UNITED STATES, Appellee
Anthony G. GRIFFIN, Private
U.S. Army, Appellant
Crim.App. No. 9601913
United States Court of Appeals for the Armed Forces
Argued April 6, 1999
Decided July 12, 1999
EFFRON, J., delivered the opinion of the Court, in which COX, C.J., and SULLIVAN, CRAWFORD, and GIERKE, JJ., joined.
For Appellant: Captain
Patricia A. Lewis (argued); Colonel John T Phelps,
II, Lieutenant Colonel Adele H. Odegard, and Major Leslie A. Nepper
For Appellee: Captain Troy A. Smith (argued); Colonel Russell S. Estey and Lieutenant Colonel Eugene R. Milhizer (on brief); Major Lyle D. Jentzer
Military Judge: Debra
THIS OPINION IS SUBJECT TO EDITORIAL CORRECTION BEFORE PUBLICATION.
Judge EFFRON delivered the opinion of the Court.

_EXCERPTED RECORDS_
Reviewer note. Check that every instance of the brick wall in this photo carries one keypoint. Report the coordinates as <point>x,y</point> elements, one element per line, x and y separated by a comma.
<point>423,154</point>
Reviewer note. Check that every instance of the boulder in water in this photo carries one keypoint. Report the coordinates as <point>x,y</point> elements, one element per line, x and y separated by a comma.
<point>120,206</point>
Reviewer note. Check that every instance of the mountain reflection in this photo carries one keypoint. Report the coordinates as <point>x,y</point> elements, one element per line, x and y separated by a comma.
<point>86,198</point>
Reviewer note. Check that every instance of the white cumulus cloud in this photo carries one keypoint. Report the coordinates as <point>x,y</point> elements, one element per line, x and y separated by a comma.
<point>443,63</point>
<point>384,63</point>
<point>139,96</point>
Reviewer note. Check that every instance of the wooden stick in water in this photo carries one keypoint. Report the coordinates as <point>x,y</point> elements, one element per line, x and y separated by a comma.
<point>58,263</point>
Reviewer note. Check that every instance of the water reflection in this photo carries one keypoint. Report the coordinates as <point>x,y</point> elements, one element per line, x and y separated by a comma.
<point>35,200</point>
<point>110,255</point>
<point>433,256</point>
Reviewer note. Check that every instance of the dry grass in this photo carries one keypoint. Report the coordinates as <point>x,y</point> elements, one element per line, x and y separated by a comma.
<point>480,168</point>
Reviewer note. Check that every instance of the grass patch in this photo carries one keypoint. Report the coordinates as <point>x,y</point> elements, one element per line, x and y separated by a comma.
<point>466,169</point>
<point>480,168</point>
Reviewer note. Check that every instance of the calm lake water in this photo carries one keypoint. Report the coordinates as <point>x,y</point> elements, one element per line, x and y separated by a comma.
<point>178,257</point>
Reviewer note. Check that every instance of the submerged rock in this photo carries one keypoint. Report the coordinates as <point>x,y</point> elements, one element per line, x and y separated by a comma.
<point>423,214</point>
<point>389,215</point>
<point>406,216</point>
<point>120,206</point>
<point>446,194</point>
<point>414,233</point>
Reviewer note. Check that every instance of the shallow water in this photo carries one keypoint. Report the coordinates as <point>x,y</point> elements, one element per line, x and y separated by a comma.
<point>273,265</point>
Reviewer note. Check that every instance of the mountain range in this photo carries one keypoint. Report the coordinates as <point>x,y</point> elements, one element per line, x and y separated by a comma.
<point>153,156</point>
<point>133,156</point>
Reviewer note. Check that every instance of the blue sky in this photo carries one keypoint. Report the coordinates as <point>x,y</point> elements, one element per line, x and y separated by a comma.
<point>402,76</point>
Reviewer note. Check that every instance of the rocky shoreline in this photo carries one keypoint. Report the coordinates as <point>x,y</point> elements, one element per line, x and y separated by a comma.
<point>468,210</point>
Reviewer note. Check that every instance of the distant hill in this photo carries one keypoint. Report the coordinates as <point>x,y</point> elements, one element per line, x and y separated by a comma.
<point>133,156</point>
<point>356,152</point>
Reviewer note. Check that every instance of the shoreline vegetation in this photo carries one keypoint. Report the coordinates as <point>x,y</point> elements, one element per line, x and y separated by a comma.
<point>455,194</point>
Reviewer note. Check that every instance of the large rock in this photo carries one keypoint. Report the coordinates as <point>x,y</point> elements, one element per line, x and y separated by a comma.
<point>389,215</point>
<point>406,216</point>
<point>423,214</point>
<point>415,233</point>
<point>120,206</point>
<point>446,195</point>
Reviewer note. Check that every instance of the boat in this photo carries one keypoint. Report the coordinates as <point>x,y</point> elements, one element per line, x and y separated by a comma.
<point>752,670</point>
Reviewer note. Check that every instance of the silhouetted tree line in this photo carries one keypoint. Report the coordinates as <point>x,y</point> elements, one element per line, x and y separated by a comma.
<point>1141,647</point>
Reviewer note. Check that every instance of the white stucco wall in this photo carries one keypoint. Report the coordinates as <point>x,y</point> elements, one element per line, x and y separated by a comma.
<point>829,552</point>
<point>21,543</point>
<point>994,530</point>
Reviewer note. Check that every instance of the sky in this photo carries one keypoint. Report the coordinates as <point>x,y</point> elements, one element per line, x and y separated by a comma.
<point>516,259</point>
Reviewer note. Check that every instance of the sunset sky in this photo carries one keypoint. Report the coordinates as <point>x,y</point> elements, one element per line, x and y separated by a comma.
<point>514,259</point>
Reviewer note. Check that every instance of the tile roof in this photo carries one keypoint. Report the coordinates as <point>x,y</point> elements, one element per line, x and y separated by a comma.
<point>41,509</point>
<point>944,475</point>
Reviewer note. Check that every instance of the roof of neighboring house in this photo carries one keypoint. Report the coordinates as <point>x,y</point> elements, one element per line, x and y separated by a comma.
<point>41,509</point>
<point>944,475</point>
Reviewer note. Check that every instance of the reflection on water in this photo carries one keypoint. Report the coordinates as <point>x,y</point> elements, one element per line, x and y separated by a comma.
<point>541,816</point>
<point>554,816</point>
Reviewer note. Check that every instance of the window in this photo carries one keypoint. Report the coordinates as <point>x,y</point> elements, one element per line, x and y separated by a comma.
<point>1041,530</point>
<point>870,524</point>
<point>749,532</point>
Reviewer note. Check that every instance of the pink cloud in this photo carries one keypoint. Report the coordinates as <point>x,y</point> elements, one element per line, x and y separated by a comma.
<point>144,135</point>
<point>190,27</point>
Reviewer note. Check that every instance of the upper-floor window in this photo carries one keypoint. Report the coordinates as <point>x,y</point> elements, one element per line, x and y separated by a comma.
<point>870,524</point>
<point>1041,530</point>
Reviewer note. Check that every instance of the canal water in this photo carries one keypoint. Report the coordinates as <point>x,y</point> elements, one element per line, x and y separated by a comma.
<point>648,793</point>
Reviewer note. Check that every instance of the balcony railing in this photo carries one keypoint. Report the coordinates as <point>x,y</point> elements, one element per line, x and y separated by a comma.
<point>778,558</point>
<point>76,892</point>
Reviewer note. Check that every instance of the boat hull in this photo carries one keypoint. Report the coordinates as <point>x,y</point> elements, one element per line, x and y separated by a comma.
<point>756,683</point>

_SET OF TASKS_
#1 Answer these questions from the opinion header, one line each:
(a) On what date was the case argued?
(b) Which judge delivered the opinion of the Court?
(c) Who argued for the appellee?
#2 Return the part of the opinion header that runs from "For Appellant: Captain" up to and including "of the Court.", copied word for word.

_ANSWERS FOR THE TASKS_
#1
(a) April 6, 1999
(b) Judge Effron
(c) Captain Troy A. Smith

#2
For Appellant: Captain
Patricia A. Lewis (argued); Colonel John T Phelps,
II, Lieutenant Colonel Adele H. Odegard, and Major Leslie A. Nepper
For Appellee: Captain Troy A. Smith (argued); Colonel Russell S. Estey and Lieutenant Colonel Eugene R. Milhizer (on brief); Major Lyle D. Jentzer
Military Judge: Debra
THIS OPINION IS SUBJECT TO EDITORIAL CORRECTION BEFORE PUBLICATION.
Judge EFFRON delivered the opinion of the Court.